-- start --

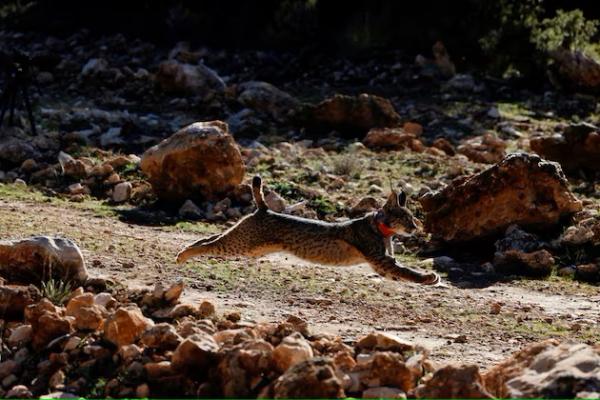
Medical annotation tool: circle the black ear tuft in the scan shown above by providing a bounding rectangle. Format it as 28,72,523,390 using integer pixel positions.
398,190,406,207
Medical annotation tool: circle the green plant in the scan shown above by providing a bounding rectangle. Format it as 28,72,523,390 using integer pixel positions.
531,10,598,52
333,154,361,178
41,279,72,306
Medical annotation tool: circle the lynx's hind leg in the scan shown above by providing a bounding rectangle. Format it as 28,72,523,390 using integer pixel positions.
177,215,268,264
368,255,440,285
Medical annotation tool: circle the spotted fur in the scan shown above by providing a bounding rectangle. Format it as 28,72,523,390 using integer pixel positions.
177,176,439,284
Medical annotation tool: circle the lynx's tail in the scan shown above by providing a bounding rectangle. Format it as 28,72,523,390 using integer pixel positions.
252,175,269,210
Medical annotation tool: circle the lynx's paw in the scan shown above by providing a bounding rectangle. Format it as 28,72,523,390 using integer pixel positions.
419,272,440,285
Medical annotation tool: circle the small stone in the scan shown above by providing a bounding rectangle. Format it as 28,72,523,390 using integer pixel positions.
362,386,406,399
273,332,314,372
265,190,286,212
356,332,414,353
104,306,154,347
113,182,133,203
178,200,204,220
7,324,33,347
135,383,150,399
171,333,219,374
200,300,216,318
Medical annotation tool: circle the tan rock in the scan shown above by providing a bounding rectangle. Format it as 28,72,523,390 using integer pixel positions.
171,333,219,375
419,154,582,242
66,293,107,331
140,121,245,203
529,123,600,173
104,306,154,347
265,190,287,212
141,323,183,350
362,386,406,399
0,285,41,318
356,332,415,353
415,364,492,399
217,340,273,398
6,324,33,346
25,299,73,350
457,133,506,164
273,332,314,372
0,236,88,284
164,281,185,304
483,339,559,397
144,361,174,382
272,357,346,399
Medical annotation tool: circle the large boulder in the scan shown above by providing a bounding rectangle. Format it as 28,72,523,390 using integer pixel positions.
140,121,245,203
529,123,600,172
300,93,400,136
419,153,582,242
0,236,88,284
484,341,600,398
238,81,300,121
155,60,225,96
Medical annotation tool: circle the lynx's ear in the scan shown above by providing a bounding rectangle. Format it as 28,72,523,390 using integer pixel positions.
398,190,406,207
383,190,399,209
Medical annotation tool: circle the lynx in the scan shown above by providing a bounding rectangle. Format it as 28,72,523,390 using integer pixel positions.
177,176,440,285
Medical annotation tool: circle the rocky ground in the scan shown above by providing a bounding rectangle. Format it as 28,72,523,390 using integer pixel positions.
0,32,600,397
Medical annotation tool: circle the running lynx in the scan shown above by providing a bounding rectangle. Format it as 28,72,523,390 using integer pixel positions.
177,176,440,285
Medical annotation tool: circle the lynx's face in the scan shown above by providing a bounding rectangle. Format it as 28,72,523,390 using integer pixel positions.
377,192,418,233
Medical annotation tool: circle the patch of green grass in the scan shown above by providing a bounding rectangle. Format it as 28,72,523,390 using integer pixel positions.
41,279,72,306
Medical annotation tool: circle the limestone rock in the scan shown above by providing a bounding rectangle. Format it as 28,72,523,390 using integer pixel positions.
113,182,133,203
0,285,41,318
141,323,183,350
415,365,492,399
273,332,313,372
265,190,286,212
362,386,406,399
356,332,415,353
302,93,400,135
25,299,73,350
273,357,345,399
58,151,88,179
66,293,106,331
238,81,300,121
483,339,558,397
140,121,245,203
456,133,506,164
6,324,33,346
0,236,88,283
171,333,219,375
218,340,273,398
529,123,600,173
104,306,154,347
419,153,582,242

-- end --
-- start --

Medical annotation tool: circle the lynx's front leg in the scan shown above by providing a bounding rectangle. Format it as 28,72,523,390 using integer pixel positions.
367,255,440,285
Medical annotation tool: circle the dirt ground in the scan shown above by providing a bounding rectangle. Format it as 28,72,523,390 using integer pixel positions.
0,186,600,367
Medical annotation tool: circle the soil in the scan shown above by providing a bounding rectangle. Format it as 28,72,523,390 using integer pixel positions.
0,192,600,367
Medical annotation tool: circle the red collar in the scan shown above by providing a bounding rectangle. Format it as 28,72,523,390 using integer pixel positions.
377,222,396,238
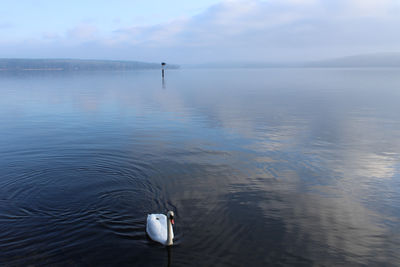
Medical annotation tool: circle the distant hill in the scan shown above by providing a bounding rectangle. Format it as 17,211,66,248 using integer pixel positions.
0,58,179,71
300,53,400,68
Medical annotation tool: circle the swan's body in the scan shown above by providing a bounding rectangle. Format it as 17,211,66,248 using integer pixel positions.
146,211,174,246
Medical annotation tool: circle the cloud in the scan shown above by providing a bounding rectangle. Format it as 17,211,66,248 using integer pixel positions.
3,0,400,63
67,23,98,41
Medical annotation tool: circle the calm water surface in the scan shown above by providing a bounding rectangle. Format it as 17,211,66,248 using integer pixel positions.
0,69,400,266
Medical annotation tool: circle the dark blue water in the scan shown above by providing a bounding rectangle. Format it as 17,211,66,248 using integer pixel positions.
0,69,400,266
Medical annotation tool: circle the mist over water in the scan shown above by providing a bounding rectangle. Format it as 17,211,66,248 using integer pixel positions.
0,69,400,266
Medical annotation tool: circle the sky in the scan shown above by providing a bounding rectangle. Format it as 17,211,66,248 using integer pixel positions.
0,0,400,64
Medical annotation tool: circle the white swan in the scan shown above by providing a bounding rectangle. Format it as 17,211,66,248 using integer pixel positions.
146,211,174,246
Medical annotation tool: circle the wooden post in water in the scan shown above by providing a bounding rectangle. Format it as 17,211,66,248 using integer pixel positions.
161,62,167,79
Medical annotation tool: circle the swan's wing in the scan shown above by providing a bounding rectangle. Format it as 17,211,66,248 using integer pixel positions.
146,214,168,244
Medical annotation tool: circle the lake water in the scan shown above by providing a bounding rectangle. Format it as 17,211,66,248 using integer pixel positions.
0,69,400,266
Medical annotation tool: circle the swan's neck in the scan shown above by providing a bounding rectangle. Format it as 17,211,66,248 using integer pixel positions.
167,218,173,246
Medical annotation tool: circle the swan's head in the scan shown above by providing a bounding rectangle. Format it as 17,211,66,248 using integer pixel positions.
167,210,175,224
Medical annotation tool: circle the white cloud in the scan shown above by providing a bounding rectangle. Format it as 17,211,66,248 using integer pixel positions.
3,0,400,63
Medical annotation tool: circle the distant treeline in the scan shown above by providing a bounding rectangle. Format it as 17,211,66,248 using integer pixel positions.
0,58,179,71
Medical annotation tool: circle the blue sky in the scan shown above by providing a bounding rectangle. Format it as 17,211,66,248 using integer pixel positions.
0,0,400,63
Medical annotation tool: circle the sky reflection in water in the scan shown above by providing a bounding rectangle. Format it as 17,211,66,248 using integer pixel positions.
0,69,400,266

-- end --

Copy the stretch of lines from the one containing "Medical annotation tool: circle the lynx's ear" through the one containing "0,32,600,397", unchanged and in the same order.

Medical annotation tool: circle the lynx's ear in the scan shown above by providing a bounding rectangle. Format it as 28,72,523,390 using integer pixel positions.
398,190,406,207
383,190,399,209
Medical annotation tool: circle the lynx in the scan shown above by providing a bounding rectangle. Format it as 28,72,523,390 using integer pixel positions.
177,176,440,285
Medical annotation tool: circle the rocky ground in the scan shown above by providing a bounding rectangle. Format it as 28,72,523,390 using integer pixel positions.
0,32,600,397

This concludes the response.